Given data:
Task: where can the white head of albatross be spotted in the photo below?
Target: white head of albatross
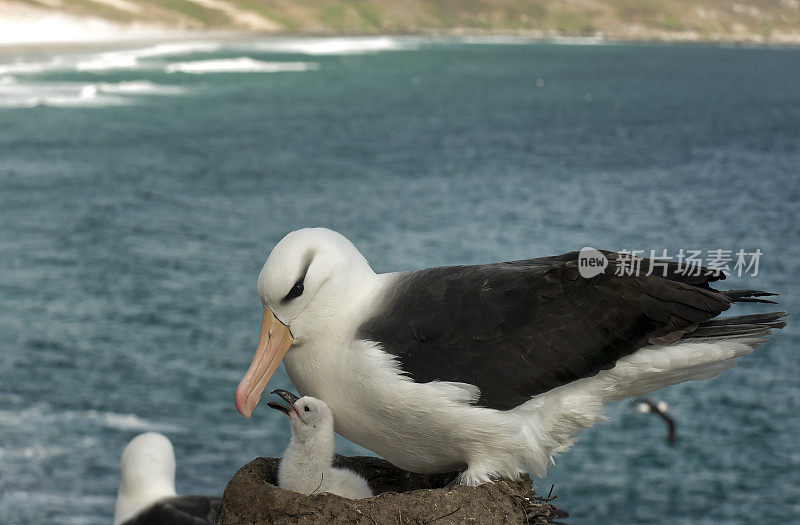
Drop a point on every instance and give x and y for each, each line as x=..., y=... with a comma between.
x=147, y=474
x=489, y=368
x=305, y=287
x=147, y=487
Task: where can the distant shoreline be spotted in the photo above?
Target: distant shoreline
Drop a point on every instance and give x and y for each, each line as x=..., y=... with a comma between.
x=497, y=37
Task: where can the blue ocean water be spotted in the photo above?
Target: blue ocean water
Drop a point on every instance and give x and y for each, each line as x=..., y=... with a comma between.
x=140, y=196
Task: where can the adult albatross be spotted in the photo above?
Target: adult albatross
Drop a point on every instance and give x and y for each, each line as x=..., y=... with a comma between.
x=492, y=368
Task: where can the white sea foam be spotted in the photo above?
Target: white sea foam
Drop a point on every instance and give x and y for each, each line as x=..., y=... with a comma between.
x=139, y=87
x=131, y=58
x=39, y=415
x=335, y=46
x=15, y=94
x=237, y=65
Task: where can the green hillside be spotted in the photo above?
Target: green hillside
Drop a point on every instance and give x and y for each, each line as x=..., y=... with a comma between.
x=747, y=20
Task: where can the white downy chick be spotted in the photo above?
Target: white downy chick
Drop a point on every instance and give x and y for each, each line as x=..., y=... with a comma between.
x=307, y=465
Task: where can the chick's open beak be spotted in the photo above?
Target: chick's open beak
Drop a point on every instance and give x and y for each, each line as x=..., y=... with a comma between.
x=286, y=396
x=273, y=343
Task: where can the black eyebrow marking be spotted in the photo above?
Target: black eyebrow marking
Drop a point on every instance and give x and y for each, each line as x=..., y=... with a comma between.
x=308, y=258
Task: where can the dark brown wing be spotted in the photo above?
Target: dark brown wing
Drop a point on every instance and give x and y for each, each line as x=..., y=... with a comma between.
x=179, y=510
x=518, y=329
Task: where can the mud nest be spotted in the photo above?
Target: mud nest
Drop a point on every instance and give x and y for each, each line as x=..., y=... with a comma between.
x=252, y=496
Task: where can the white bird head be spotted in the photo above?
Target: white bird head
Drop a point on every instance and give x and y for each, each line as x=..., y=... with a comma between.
x=147, y=474
x=308, y=280
x=311, y=419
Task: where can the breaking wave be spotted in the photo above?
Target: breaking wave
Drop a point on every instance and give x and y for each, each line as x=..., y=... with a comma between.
x=237, y=65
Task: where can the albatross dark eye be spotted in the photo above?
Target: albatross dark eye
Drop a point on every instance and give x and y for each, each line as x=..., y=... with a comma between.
x=296, y=291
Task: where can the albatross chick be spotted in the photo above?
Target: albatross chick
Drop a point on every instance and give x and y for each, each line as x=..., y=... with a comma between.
x=306, y=466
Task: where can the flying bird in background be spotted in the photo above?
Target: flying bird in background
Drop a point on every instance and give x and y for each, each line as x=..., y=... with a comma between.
x=491, y=369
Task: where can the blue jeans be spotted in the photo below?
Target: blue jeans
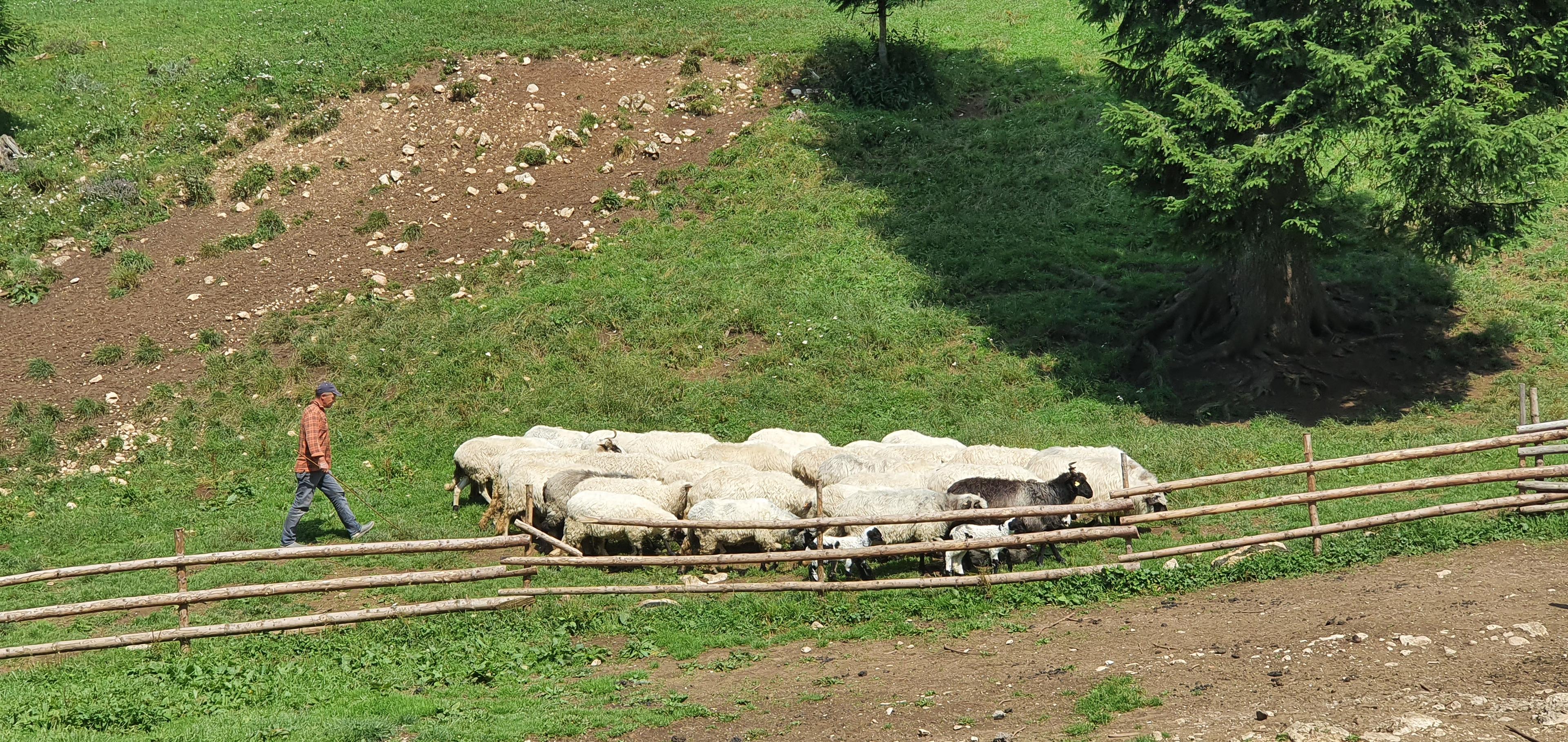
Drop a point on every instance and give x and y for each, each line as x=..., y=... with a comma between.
x=305, y=492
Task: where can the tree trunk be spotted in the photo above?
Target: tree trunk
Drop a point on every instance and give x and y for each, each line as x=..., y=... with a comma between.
x=882, y=35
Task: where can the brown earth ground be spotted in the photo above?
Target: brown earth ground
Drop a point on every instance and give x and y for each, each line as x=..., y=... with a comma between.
x=323, y=258
x=1217, y=660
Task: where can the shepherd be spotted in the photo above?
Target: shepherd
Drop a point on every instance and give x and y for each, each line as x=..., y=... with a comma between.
x=314, y=468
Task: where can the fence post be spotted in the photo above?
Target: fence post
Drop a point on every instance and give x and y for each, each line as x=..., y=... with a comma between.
x=1127, y=482
x=183, y=584
x=1312, y=487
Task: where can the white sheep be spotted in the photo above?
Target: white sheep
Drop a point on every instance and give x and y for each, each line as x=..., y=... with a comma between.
x=474, y=465
x=944, y=477
x=670, y=498
x=793, y=441
x=737, y=485
x=760, y=455
x=808, y=463
x=962, y=533
x=692, y=470
x=915, y=437
x=564, y=438
x=1103, y=468
x=995, y=455
x=741, y=540
x=597, y=539
x=666, y=445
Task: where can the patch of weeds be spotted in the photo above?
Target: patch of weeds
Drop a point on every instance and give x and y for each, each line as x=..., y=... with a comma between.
x=374, y=222
x=1107, y=699
x=311, y=128
x=148, y=350
x=107, y=354
x=610, y=200
x=40, y=369
x=532, y=156
x=88, y=407
x=736, y=661
x=269, y=225
x=465, y=91
x=253, y=181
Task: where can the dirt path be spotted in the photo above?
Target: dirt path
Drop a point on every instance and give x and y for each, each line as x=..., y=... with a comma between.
x=455, y=178
x=1217, y=660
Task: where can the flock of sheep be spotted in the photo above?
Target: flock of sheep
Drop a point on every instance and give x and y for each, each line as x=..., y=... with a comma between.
x=578, y=479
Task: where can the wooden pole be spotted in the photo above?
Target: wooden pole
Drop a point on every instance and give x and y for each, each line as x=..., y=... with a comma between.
x=824, y=587
x=223, y=557
x=893, y=520
x=1051, y=537
x=1357, y=524
x=548, y=539
x=229, y=593
x=1312, y=487
x=228, y=630
x=1348, y=462
x=1354, y=492
x=1523, y=419
x=183, y=584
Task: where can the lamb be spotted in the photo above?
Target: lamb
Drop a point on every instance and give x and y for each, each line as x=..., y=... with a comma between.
x=791, y=441
x=808, y=463
x=692, y=470
x=758, y=455
x=564, y=438
x=736, y=485
x=995, y=455
x=1103, y=468
x=667, y=445
x=597, y=539
x=476, y=460
x=741, y=540
x=944, y=477
x=915, y=437
x=962, y=533
x=1002, y=493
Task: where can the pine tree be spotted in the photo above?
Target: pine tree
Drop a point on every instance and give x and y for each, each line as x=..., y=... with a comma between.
x=1274, y=131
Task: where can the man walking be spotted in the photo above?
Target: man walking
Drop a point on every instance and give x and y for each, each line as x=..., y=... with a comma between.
x=314, y=468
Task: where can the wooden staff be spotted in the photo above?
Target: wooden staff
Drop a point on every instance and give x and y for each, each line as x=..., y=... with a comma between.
x=1354, y=492
x=1357, y=524
x=183, y=584
x=229, y=593
x=223, y=557
x=548, y=539
x=1049, y=537
x=890, y=520
x=1312, y=487
x=1348, y=462
x=825, y=587
x=228, y=630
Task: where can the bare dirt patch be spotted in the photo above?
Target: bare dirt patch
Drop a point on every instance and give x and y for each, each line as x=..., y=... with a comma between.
x=1439, y=648
x=440, y=149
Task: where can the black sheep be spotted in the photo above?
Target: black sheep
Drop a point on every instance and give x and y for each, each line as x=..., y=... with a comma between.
x=1002, y=493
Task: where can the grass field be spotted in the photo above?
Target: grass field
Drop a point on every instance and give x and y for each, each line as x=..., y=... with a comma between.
x=965, y=277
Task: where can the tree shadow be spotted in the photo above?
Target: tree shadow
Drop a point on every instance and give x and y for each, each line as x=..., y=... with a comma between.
x=1001, y=192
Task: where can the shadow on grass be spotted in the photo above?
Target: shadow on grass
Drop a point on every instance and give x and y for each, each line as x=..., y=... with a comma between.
x=1000, y=190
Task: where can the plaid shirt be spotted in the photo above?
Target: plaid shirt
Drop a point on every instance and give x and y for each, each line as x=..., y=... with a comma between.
x=316, y=443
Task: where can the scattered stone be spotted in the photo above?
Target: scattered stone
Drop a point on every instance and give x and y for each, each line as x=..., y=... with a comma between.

Objective:
Rewrite all of the records above with "Drop a point" swapped for "Place a marker" and every other word left the same. Leave the pictures out of your answer.

Result for this exercise:
Task: where can the white head of albatross be spotted in the photo below?
Target: white head of albatross
Place a marker on every instance and give x and y for each, each line as x=..., y=... with a comma between.
x=147, y=474
x=489, y=368
x=305, y=287
x=147, y=487
Task: where can the distant shoreline be spotted in the photo above?
Target: distant shoreline
Place a marker on every instance and give x and y for each, each line as x=..., y=... with a comma between.
x=497, y=37
Task: where can the blue ocean water be spotted in the photo above?
Target: blue ocean water
Place a marker on every instance and give x and y for each, each line as x=..., y=... with a comma between.
x=140, y=196
Task: where can the adult albatross be spotted in the photo above?
Target: adult albatross
Place a marker on every instance and give x and y for each, each line as x=..., y=... with a comma between.
x=492, y=368
Task: where can the white sea foam be spotted in the photo above?
Target: white sea foam
Place a marker on every instance and give x and y for each, each line as x=..., y=... with a comma between.
x=139, y=87
x=131, y=58
x=39, y=415
x=335, y=46
x=15, y=94
x=237, y=65
Task: where can the green hillside be spotted in the photo above?
Target: green hillside
Place a marker on every instance and give x and y for each, each line as x=..., y=... with a comma between.
x=747, y=20
Task: where can the white downy chick be spotted in the photo above?
Target: white downy chick
Place a marker on every instance and give x and y for each, each line as x=..., y=... with a comma between.
x=307, y=465
Task: where can the chick's open beak be spotted in the photo above?
Target: chick's open beak
Place a marker on every instance and give x and y for each, each line as x=..., y=... with a comma between.
x=286, y=396
x=273, y=343
Task: where can the black eyebrow marking be spotted in the photo above?
Target: black eyebrow marking
Place a marker on every instance and give x and y for each, each line as x=..., y=... with a comma between.
x=308, y=258
Task: where can the dark brown wing be spotted in the photo above?
Target: dark brown wing
Place a marker on every instance and give x and y for each, each line as x=..., y=... with a comma between.
x=179, y=510
x=518, y=329
Task: where can the mud nest be spotted in the photo above?
Target: mud nest
Place a marker on every instance and give x and y for each, each line as x=..., y=... with a comma between.
x=252, y=496
Task: where can the white bird head be spotted in the photo above?
Target: white bird head
Place a marker on every instance and give x and y for each, each line as x=..., y=... with a comma between.
x=147, y=474
x=308, y=280
x=311, y=419
Task: where can the breaking wave be spotted in the photo above?
Target: breaking wave
Place a marker on every instance and give x and y for each, each line as x=..., y=... with a comma between.
x=237, y=65
Task: where can the albatross dark eye be spotted in the photo above?
Target: albatross dark eye
Place a marker on every instance and give x and y for each, each line as x=..., y=... with a comma between.
x=296, y=291
Task: where can the albatross chick be spotted in the photo above?
Target: albatross chick
Place a marker on every instance and give x and y for each, each line as x=..., y=... with a comma between.
x=306, y=466
Task: where can the flying bird in background be spotted in the photo above?
Target: flying bird in background
Place a marker on every instance and give x and y for each, each line as x=..., y=... with a comma between.
x=491, y=369
Task: where can the blue jeans be spotted in the photo below?
Target: blue jeans
Place a marker on every instance and give x and y for each, each line as x=..., y=... with a comma between.
x=305, y=492
Task: where can the tree trunk be spotted in the photo above?
Target: tree trunk
Place a marker on every instance and give x and y for each, each line as x=..., y=... with a comma between.
x=882, y=35
Task: where can the brown earth ground be spotted in the photo above?
Target: brown earth ground
Place a marker on every instance and give x and y for each, each line as x=..., y=... with a comma between.
x=323, y=258
x=1217, y=660
Task: where can the shepherd be spotted in the photo above?
Target: shepherd
Place a marker on every instance and give x and y for each, each line as x=..., y=... with a comma between.
x=314, y=468
Task: where can the fence post be spotted in the photo above?
Target: fence post
Place a marker on every instance and give x and y for each, each line as x=..., y=... with a comma between.
x=1127, y=482
x=183, y=584
x=1312, y=487
Task: where can the white sheep be spotted in the photo above?
Target: white sheep
Place a marker on every instance and give x and y for each, each line as x=..., y=... with a comma between.
x=474, y=465
x=944, y=477
x=670, y=498
x=793, y=441
x=737, y=485
x=760, y=455
x=808, y=463
x=962, y=533
x=692, y=470
x=915, y=437
x=564, y=438
x=1103, y=468
x=995, y=455
x=741, y=540
x=597, y=539
x=666, y=445
Task: where can the patch of weeds be spotted in the photo above?
Target: patch of weeds
Place a marker on every instance and give x and y for each, each line as x=..., y=... with a comma between.
x=374, y=222
x=1107, y=699
x=311, y=128
x=148, y=350
x=107, y=354
x=610, y=200
x=40, y=369
x=532, y=156
x=88, y=407
x=736, y=661
x=269, y=225
x=465, y=91
x=253, y=181
Task: where can the dirt path be spotted in the photo above?
Target: dirt path
Place a marker on every instance and give x and y for each, each line as x=..., y=... with a comma between.
x=455, y=178
x=1217, y=660
Task: where can the flock of sheep be spotted in the photo above?
Target: flock of sheep
Place a marker on every instance and give x and y for each, each line as x=..., y=... with a comma between.
x=578, y=479
Task: where can the wooden pole be spotted in the photo above?
Target: wooden pole
Place a marker on every instance and give x and y for each, each line as x=..., y=... with a comma between.
x=824, y=587
x=223, y=557
x=893, y=520
x=1051, y=537
x=1357, y=524
x=548, y=539
x=229, y=593
x=1312, y=487
x=228, y=630
x=1348, y=462
x=1354, y=492
x=1523, y=419
x=183, y=584
Task: where can the lamb be spotted in the photo above?
Target: lamb
Place a marker on every instance and give x and y for each, each line as x=..., y=... with a comma between.
x=791, y=441
x=808, y=463
x=692, y=470
x=758, y=455
x=564, y=438
x=736, y=485
x=995, y=455
x=1103, y=468
x=667, y=445
x=597, y=539
x=476, y=460
x=741, y=540
x=944, y=477
x=915, y=437
x=962, y=533
x=1002, y=493
Task: where can the pine tree be spotted in the photo above?
Target: pine tree
Place a marker on every instance and give x and y for each, each line as x=..., y=... with a comma between.
x=1274, y=131
Task: where can the man walking be spotted in the photo above?
Target: man walking
Place a marker on every instance and give x and y for each, each line as x=..., y=... with a comma between.
x=314, y=468
Task: where can the wooden staff be spotted in the photo above?
Target: wooden staff
Place a marker on every instance and give x and y for each, each line as x=..., y=... with a comma between.
x=1354, y=492
x=1357, y=524
x=183, y=584
x=229, y=593
x=223, y=557
x=548, y=539
x=1049, y=537
x=890, y=520
x=1312, y=487
x=1348, y=462
x=825, y=587
x=228, y=630
Task: where can the bare dirt patch be spotted in the photo above?
Target: bare dirt patch
Place a marker on every instance and give x and y for each, each line as x=..., y=... with a comma between.
x=1439, y=648
x=440, y=149
Task: where can the black sheep be spotted in the photo above?
Target: black sheep
Place a marker on every instance and give x and y for each, each line as x=..., y=... with a comma between.
x=1002, y=493
Task: where can the grass field be spotted in the photo above?
Target: grass field
Place a marker on every instance and give x and y for each, each line as x=..., y=... with a comma between.
x=965, y=277
Task: where can the tree shadow be spotted in the photo above?
Target: tree shadow
Place a marker on every instance and give x and y for each, each line as x=..., y=... with a comma between.
x=1001, y=192
Task: where can the shadow on grass be spotted in the photo above?
Target: shadow on grass
Place a marker on every instance and give x and y for each, each line as x=..., y=... with a comma between.
x=1000, y=190
Task: where can the plaid shirt be spotted in the photo above?
Target: plaid shirt
Place a marker on every instance and give x and y for each, each line as x=..., y=... with a comma between.
x=316, y=443
Task: where can the scattered stone be spotted in the photo above?
Target: scattered stone
Place a marker on every instance and give x and y for each, each line as x=..., y=... with a comma between.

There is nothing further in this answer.